### [TASK DESCRIPTION]
Find the line that contains "# mark, for"; then retype it and each line after it, exactly, through the final line of the data below.

Natural language region descriptions:
^^^^
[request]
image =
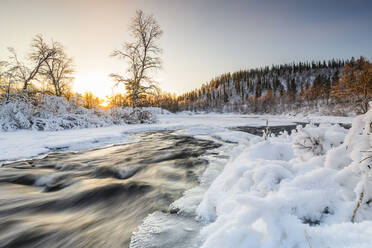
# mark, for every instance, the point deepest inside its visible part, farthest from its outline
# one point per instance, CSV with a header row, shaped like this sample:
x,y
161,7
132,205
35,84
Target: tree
^^^^
### [REPLY TO THE EXERCISE]
# mark, for every instance, the point deepest inside its visible part, farthest from its outline
# one point per instance, CSV with a header row, shaped like this sample:
x,y
161,7
132,205
35,84
Target: tree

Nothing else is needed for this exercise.